[Dataset entries]
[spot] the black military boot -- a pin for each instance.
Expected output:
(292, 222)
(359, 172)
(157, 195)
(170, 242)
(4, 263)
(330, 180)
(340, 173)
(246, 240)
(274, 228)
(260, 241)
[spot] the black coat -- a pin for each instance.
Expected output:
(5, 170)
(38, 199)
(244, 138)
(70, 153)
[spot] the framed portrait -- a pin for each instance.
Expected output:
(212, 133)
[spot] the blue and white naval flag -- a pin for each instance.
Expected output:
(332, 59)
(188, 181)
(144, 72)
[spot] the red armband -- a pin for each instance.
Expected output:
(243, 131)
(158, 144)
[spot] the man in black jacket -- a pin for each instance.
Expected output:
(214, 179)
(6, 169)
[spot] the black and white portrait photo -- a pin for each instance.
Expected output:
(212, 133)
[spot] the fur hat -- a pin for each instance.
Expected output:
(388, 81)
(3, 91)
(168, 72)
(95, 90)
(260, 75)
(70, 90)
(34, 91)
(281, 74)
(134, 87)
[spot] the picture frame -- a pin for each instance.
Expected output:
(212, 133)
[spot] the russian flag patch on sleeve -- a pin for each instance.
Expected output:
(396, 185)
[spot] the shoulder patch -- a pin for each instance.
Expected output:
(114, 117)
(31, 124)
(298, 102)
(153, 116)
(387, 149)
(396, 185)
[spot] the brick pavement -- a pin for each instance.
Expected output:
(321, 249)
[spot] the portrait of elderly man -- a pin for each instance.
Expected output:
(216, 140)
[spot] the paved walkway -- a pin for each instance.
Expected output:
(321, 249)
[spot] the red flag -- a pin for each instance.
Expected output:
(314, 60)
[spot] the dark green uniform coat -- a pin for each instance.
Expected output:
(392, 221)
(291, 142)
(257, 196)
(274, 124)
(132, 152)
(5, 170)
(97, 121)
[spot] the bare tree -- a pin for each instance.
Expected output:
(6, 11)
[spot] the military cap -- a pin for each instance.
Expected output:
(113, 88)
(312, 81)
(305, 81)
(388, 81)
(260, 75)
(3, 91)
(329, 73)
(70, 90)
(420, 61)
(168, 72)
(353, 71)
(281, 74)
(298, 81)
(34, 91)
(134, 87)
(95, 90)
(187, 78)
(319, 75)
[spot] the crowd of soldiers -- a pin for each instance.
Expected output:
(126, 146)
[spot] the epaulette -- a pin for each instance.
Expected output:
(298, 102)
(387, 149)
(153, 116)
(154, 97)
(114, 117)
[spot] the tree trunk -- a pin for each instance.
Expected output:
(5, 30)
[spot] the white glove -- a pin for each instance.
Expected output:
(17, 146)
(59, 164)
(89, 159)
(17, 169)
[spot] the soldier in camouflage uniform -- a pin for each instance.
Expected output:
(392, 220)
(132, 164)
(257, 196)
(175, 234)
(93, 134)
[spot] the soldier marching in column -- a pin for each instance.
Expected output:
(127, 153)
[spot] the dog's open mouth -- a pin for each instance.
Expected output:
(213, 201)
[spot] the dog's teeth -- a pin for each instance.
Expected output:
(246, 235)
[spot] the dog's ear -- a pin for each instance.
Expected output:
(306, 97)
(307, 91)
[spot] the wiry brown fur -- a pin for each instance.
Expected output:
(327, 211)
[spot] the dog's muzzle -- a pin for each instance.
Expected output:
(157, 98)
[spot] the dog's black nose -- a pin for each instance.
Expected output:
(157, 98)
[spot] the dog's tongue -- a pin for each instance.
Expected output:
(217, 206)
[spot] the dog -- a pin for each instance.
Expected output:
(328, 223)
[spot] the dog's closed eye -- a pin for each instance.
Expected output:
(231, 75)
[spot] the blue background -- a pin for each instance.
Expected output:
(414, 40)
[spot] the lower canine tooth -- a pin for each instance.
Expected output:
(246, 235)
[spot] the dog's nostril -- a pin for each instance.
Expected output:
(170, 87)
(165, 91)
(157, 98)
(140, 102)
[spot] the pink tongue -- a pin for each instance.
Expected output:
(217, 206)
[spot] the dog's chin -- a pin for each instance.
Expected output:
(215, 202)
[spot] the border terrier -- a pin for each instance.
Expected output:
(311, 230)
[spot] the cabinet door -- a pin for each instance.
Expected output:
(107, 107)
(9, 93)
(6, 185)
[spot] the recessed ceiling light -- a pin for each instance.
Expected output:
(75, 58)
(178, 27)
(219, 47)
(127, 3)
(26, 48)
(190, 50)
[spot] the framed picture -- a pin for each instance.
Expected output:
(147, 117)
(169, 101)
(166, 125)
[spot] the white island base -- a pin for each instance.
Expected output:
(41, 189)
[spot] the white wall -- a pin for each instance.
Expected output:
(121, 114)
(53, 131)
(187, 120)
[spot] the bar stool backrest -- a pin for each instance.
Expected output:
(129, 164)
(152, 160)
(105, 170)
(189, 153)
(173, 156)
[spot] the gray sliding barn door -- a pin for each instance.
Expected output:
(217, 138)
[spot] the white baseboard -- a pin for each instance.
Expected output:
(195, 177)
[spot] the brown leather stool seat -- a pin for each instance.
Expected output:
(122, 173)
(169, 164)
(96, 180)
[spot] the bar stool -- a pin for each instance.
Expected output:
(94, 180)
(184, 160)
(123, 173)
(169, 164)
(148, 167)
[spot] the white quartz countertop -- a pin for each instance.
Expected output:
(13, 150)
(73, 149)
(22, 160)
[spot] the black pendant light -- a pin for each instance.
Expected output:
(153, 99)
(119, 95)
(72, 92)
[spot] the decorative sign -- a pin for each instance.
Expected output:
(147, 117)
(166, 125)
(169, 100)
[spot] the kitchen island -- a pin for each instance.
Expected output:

## [TASK DESCRIPTION]
Each record should come back exactly as written.

## [SOLUTION]
[spot] the black military boot -- a pin for each instance.
Expected output:
(292, 222)
(359, 172)
(157, 195)
(170, 242)
(4, 263)
(330, 180)
(340, 173)
(246, 240)
(274, 228)
(260, 241)
[spot] the black coat -- a pin for each instance.
Expected output:
(5, 170)
(38, 199)
(244, 138)
(70, 153)
[spot] the framed portrait -- a pin for each instance.
Expected output:
(212, 133)
[spot] the blue and white naval flag -- a pin for each instance.
Expected output:
(332, 59)
(188, 181)
(144, 72)
[spot] the red armband -- a pin for each instance.
Expected output:
(243, 131)
(158, 144)
[spot] the man in black jacket -- a pin for each instance.
Expected output:
(214, 179)
(6, 169)
[spot] the black and white portrait photo -- a pin for each instance.
Expected output:
(212, 133)
[spot] the fur hat -- a pin for each instance.
Expected output:
(388, 81)
(3, 91)
(168, 72)
(95, 90)
(260, 75)
(70, 90)
(34, 91)
(281, 74)
(134, 87)
[spot] the picture frame -- a pin for each instance.
Expected output:
(212, 133)
[spot] the russian flag patch on sleeve -- a pin for each instance.
Expected output:
(396, 185)
[spot] the shoulder patch -- a pin for each instance.
Expected output:
(114, 117)
(31, 124)
(298, 102)
(153, 116)
(387, 149)
(396, 185)
[spot] the brick pavement -- a pin for each instance.
Expected output:
(321, 249)
[spot] the portrait of elderly man -- a pin for each instance.
Expected output:
(216, 140)
[spot] the paved walkway -- a pin for each instance.
Expected output:
(321, 249)
[spot] the red flag -- a pin for each instance.
Expected output:
(314, 60)
[spot] the dark green uniform coat -- a pin for each instance.
Expected output:
(392, 221)
(291, 142)
(257, 196)
(274, 124)
(132, 152)
(5, 170)
(97, 121)
[spot] the bare tree -- a pin for each instance.
Expected output:
(6, 11)
[spot] the military cap -- a pin for each instance.
Expected output:
(113, 88)
(312, 81)
(305, 81)
(388, 81)
(260, 75)
(3, 91)
(329, 73)
(70, 90)
(420, 61)
(168, 72)
(353, 71)
(281, 74)
(298, 81)
(34, 91)
(134, 87)
(95, 90)
(187, 78)
(319, 75)
[spot] the crowd of soldiers -- a pin for each instance.
Expected output:
(126, 146)
[spot] the epaulette -- a pin for each instance.
Expected output:
(298, 102)
(387, 149)
(153, 116)
(154, 97)
(114, 117)
[spot] the tree trunk -- a pin for each instance.
Expected output:
(5, 30)
[spot] the white glove -- a pin for each instance.
Expected output:
(17, 146)
(59, 164)
(89, 159)
(17, 169)
[spot] the soldier in camouflage uniform -- a pin for each instance.
Expected output:
(392, 220)
(132, 164)
(257, 196)
(175, 234)
(93, 134)
[spot] the soldier marching in column -- a pin for each instance.
Expected output:
(127, 153)
[spot] the dog's open mouth -- a pin for each instance.
Expected output:
(213, 201)
[spot] the dog's teeth -- a pin for each instance.
Expected output:
(246, 235)
[spot] the dog's ear -- a pin for each instance.
Expected output:
(306, 97)
(307, 91)
[spot] the wiry brown fur -- a pin for each instance.
Expected output:
(327, 211)
[spot] the dog's muzzle -- a pin for each instance.
Expected output:
(157, 98)
[spot] the dog's black nose -- a pin for each instance.
Expected output:
(157, 98)
[spot] the dog's tongue -- a pin for each instance.
Expected output:
(217, 206)
[spot] the dog -- a pin for each instance.
Expected output:
(328, 223)
[spot] the dog's closed eye -- a pin for each instance.
Expected output:
(231, 75)
[spot] the blue background -- a pin for each instance.
Expected output:
(414, 40)
[spot] the lower canine tooth -- a pin for each instance.
Expected output:
(246, 235)
[spot] the dog's nostril -- a pin for each instance.
Expected output:
(170, 87)
(165, 91)
(157, 98)
(140, 102)
[spot] the pink tongue -- a pin for each instance.
Expected output:
(217, 206)
[spot] the dog's chin -- a pin for each instance.
Expected output:
(215, 202)
[spot] the border terrier -- a pin for each instance.
Expected output:
(311, 230)
[spot] the cabinet door -- a pin for each instance.
Expected output:
(107, 107)
(9, 93)
(6, 185)
[spot] the recessed ceiling light -- a pin for each instance.
Expected output:
(75, 58)
(178, 27)
(219, 47)
(127, 3)
(26, 48)
(190, 50)
[spot] the framed picture -- a pin for each instance.
Expected output:
(147, 117)
(169, 101)
(166, 125)
[spot] the white island base -- a pin for each instance.
Expected output:
(41, 189)
[spot] the white wall -- a pin for each instance.
Expected output:
(121, 114)
(53, 131)
(187, 120)
[spot] the bar stool backrest -- a pin for each instance.
Expected output:
(129, 164)
(152, 160)
(105, 170)
(189, 153)
(173, 156)
[spot] the gray sliding barn door -- a pin for each instance.
Expected output:
(217, 138)
[spot] the white baseboard -- a pin for each instance.
Expected output:
(195, 177)
[spot] the brown leather stool seat -- a pin for each instance.
Expected output:
(122, 173)
(169, 164)
(96, 180)
[spot] the bar stool -- a pin for each instance.
Expected output:
(94, 180)
(184, 160)
(123, 173)
(169, 164)
(148, 167)
[spot] the white quartz countertop -- a pin for each instance.
Expected output:
(13, 150)
(73, 149)
(22, 160)
[spot] the black pendant light -- a pin for each instance.
Expected output:
(153, 99)
(119, 95)
(72, 92)
[spot] the decorative sign -- a pin for each instance.
Expected output:
(147, 117)
(166, 125)
(169, 100)
[spot] the kitchen island -- a pin for each instance.
Expected output:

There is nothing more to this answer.